(SUPPLIED DATA)

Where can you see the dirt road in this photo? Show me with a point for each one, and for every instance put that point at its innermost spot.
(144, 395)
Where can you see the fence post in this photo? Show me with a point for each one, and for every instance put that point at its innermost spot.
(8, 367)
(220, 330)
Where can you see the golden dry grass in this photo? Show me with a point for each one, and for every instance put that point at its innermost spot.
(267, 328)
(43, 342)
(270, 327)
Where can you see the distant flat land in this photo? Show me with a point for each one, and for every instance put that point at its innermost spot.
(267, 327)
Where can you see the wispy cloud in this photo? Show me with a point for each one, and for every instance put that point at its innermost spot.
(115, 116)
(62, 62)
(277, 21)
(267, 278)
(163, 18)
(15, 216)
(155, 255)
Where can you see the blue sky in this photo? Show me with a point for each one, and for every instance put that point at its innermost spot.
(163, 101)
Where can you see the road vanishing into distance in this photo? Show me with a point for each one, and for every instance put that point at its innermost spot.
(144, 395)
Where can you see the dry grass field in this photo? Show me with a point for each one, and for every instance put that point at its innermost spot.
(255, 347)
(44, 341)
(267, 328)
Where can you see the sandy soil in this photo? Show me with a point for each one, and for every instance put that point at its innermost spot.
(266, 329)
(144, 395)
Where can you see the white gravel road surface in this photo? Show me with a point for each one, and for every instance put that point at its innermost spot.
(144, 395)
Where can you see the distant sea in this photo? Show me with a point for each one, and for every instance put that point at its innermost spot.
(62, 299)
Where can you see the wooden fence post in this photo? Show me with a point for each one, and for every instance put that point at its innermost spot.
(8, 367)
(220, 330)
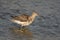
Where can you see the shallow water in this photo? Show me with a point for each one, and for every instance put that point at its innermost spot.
(46, 27)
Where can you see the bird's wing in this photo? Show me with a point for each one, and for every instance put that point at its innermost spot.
(22, 18)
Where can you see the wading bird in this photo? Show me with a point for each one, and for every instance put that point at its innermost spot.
(24, 19)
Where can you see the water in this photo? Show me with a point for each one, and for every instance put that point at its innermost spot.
(46, 27)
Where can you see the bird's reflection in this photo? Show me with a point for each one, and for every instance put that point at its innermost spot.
(24, 33)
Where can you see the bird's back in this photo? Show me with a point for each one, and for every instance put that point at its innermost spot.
(22, 17)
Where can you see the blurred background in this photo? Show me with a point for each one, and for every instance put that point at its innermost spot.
(45, 28)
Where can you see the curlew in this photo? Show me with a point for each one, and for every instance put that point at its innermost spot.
(24, 19)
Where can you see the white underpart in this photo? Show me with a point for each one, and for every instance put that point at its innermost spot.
(22, 23)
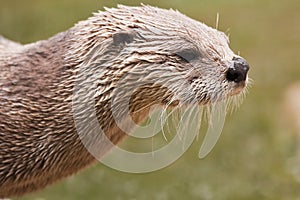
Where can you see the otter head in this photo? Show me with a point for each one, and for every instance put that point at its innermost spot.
(149, 56)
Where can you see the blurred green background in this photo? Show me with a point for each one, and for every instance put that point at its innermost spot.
(254, 158)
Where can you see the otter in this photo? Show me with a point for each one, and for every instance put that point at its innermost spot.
(39, 143)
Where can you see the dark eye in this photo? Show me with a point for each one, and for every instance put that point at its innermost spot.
(188, 55)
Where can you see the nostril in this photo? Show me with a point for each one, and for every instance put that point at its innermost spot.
(238, 71)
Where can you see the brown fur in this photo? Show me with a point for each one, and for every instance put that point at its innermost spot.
(39, 143)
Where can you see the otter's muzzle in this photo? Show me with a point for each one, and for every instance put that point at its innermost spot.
(238, 71)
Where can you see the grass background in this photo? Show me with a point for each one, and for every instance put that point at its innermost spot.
(254, 156)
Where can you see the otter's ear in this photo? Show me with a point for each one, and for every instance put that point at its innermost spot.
(122, 38)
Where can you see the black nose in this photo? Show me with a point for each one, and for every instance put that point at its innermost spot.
(238, 71)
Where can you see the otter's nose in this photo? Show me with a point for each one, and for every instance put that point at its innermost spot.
(238, 71)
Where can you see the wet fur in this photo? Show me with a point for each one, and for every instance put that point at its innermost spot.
(39, 143)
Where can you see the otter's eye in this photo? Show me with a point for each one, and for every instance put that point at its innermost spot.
(188, 55)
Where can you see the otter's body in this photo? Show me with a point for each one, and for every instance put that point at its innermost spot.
(39, 141)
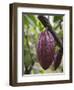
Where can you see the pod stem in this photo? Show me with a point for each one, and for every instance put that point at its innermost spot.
(47, 24)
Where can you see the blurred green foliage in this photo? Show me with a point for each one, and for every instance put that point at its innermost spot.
(32, 28)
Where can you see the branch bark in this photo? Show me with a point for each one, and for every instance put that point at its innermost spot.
(47, 24)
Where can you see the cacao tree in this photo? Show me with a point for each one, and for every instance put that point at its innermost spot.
(40, 36)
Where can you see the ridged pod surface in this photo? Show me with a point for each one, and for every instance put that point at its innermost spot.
(58, 58)
(46, 49)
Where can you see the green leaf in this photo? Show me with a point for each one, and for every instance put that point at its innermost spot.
(57, 18)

(End SUPPLIED DATA)

GOAL OF THE EXERCISE: Without copying any picture, write out the entries exactly.

TASK ANSWER:
Where can you see the dirt road in this photo? Show me with a point for each one, and for every instance put that point at its innermost spot.
(144, 395)
Where can you see the fence post in this photo? Show me with a point for each one, and for every instance put that point at its innermost spot.
(8, 367)
(220, 330)
Where can you see the golden dry grass in this photo? Show me with a point for each one, and for every instance put that point at its innermost spot.
(267, 328)
(43, 342)
(270, 327)
Where can you see the distant flat land in this photo? Show me with a point for each one, and for every instance put that point at its innermost spot.
(267, 327)
Where can you see the wispy cloud in this photo? Show me with a point for each one, and for every instance put that point at its innermost spot.
(115, 116)
(62, 62)
(277, 21)
(267, 278)
(163, 18)
(15, 216)
(155, 255)
Where can you see the blue sky in this photo? Show me with a point for each one, and for every instance put that point at its innermost spot.
(163, 101)
Where can you see the road vanishing into distance in this photo? Show me with a point for each one, and for every instance put that point at its innermost spot.
(144, 395)
Where can you see the dry grass field in this photo? Show me with a point for each one, and for every instance put that point at its innermost spot.
(255, 347)
(44, 341)
(267, 328)
Where can you see the sandy soil in this photo? Show me with a point for each one, and for every instance put that point at its innermost spot.
(266, 329)
(144, 395)
Where can you see the white gravel road surface in this photo? Show me with a point for each one, and for every instance put that point at its innermost spot.
(144, 395)
Where can you see the distant sea in this photo? Show me with a point for each one, and for every instance put that point at its innermost spot.
(62, 299)
Where can you see the wooden fence post in this photo? Show me with a point for each one, and for every instance put that point at its innermost spot.
(8, 367)
(220, 330)
Where can you see the shallow water in this photo? Show me with a point for each one, and for every instance put that point at its innermost spot.
(46, 27)
Where can you see the bird's wing in this photo? Show me with a point for each one, and for every instance put that point at its innermost spot.
(22, 18)
Where can you see the wading bird in this photo? Show me with a point for each one, and for every instance put that point at its innermost spot.
(24, 19)
Where can you see the water in this photo? Show me with a point for each one, and for every instance put that point at its innermost spot.
(46, 27)
Where can you see the bird's reflection in this photo? Show me with a point for each one, and for every instance put that point at its innermost spot.
(24, 33)
Where can you see the bird's back in this photo? Show me with a point for each one, and for every instance put that point at its innermost spot.
(22, 17)
Where can you see the blurred background in this photo? Show me with a point for each one, and for every instance put that point at its innermost spot.
(45, 28)
Where can you see the curlew in this photo? Show me with a point for each one, and for every instance put that point at its innermost spot.
(24, 19)
Where can you see the white underpart in this photo? Show me with a point for each one, and for every instance put that point at its innermost spot.
(22, 23)
Where can you see the otter head in this photo? Show me with a point for each one, and for every instance put that point at its innermost spot.
(149, 56)
Where can you see the blurred green background in this photo? Show me with a point for each one, and for every instance put that point at its innermost spot.
(254, 158)
Where can you see the otter in this photo? Show me with a point for each one, and for every instance put that point at its innermost spot.
(39, 143)
Where can you see the dark eye in this photo? Show me with a point for each one, and for every instance put that point at its innermost spot.
(188, 55)
Where can you see the nostril in this photo? Show me with a point for each one, and for every instance put that point at its innermost spot.
(238, 71)
Where can you see the brown fur in this photo? Show me with a point for each one, and for every instance put that point at its innermost spot.
(39, 143)
Where can you see the otter's muzzle in this photo? Show me with a point for each one, and for every instance put that point at its innermost spot.
(238, 71)
Where can you see the grass background in this photo? Show me with a point for each one, and for every instance put that point at its innermost spot.
(254, 156)
Where can you see the otter's ear in this photo? Show me with a point for each one, and for every instance put that point at its innermost spot.
(122, 38)
Where can you see the black nose in this photo? Show me with a point for each one, and for every instance put that point at its innermost spot.
(238, 71)
Where can you see the otter's nose in this photo? Show me with a point for each one, and for every instance put that point at its innermost spot.
(238, 71)
Where can you see the wet fur in this photo? Show me with a point for each one, and for every instance put that point at its innermost spot.
(39, 143)
Where can you see the otter's eye in this photo? Show me with a point for each one, and for every instance put that point at its innermost spot.
(188, 55)
Where can you see the otter's body in this photo? Show me with a point for each one, and for every instance put that point at its innermost spot.
(39, 141)
Where can you see the pod stem in this photo? Show me with a point for each one, and for every instance put that point at its innermost spot.
(47, 24)
Where can you see the blurred green foliage in this photo? Show me with a point for each one, and for every instance put that point at its innermost spot.
(32, 28)
Where can you see the branch bark in this photo? Show me with a point for each one, and for every instance put that point at its innermost spot.
(47, 24)
Where can you see the cacao tree in this photo? Show me with a point for each one, and for every instance put that point at its innermost spot.
(40, 36)
Where can you see the ridged pod surface in this photo? Show me with a point for each one, and for every instance put that point at its innermost spot.
(58, 58)
(46, 49)
Where can you see the green leaf in this photo? Show me with a point for each one, and for every instance put that point at its innermost spot.
(57, 18)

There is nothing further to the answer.